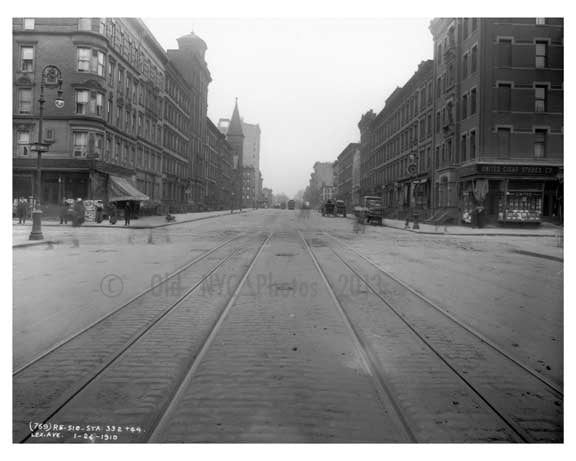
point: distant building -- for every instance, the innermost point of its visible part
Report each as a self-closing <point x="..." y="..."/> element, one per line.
<point x="343" y="174"/>
<point x="499" y="101"/>
<point x="322" y="175"/>
<point x="479" y="128"/>
<point x="235" y="137"/>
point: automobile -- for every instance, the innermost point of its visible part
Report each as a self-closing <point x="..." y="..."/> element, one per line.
<point x="328" y="208"/>
<point x="370" y="211"/>
<point x="340" y="208"/>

▬▬▬▬▬▬

= What this task involves =
Recast the rows above as a two-column CSV with the header instruction,output. Give one line per row, putting the row's text and its answer each in a single quoted field with line breaks replaced by spaces, and leave out the pictures.

= Answer to the exercise =
instruction,output
"point: distant building -- for every instance, the innermost point of its visible part Report each as a self-closing <point x=""..."" y=""...""/> element, one per line.","<point x=""343"" y=""174""/> <point x=""499"" y=""101""/> <point x=""322"" y=""175""/> <point x=""479"" y=""128""/> <point x=""235"" y=""137""/>"
"point: automobile -- for every instance, the innermost point of its visible part Report each as a self-closing <point x=""..."" y=""...""/> element, one per line.","<point x=""328"" y=""208""/> <point x=""370"" y=""211""/> <point x=""340"" y=""208""/>"